# [DIRECTION]
Show each line in the records below that contains the string "find".

# [RECORDS FOR THIS TASK]
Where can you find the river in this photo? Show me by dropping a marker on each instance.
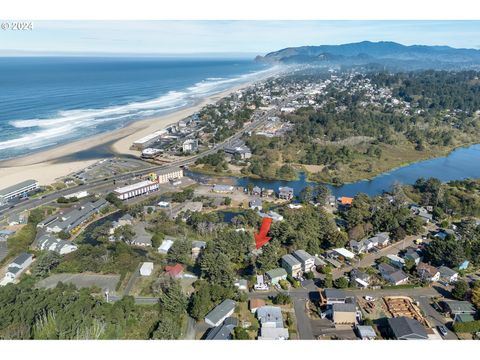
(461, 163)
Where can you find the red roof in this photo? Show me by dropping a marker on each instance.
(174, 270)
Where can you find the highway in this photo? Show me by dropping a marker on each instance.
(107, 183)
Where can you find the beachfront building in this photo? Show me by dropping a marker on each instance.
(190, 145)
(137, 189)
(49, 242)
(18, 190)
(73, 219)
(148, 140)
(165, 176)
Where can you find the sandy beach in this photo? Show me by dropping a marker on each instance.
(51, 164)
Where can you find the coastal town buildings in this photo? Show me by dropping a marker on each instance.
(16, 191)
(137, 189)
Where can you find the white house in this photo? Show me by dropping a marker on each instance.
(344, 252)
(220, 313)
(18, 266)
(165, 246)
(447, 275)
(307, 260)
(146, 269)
...
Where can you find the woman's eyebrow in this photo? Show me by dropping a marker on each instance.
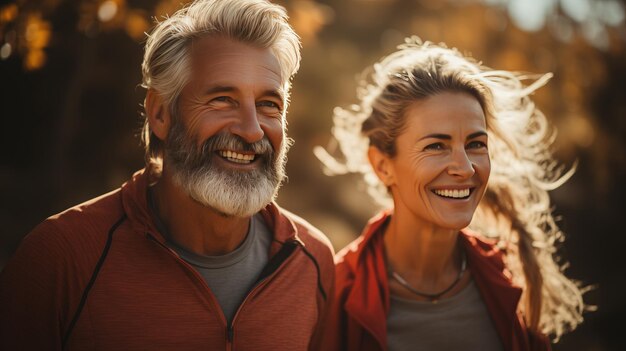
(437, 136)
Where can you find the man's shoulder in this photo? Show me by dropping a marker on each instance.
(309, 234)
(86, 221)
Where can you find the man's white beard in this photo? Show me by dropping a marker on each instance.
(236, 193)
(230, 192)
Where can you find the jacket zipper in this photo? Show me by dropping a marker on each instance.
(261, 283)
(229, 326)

# [OUTPUT BELOW]
Where can you find the river in this photo? Show me by dropping a marker on each instance.
Where can you find the red roof in this photo? Show me by dropping a marker on each instance.
Where can you find the highway in this photo? Show me by dropping a marker on each instance.
Where can you find the beachfront building in this photo? Show me by dropping a marker on each instance.
Where can you find the sandy beach in this photo? Show me by dropping a marker on each instance.
Where can you find the coastal town buildings in this photo? Show me by dropping a marker on each instance.
Where can you find the white house in this photo? Show me by dropping a marker on each instance.
Where can you find the woman's eyebrow in this photo? Show me by dropping a marker on each instance.
Where can you find the man's shoulder in this photo? Show me by dropping a marker on each instance.
Where can you find the man's white beard in this photo? Show me by dropping a marker on each instance.
Where can you find the jacket zipper in this photo? Show me by dropping a marker on each instance.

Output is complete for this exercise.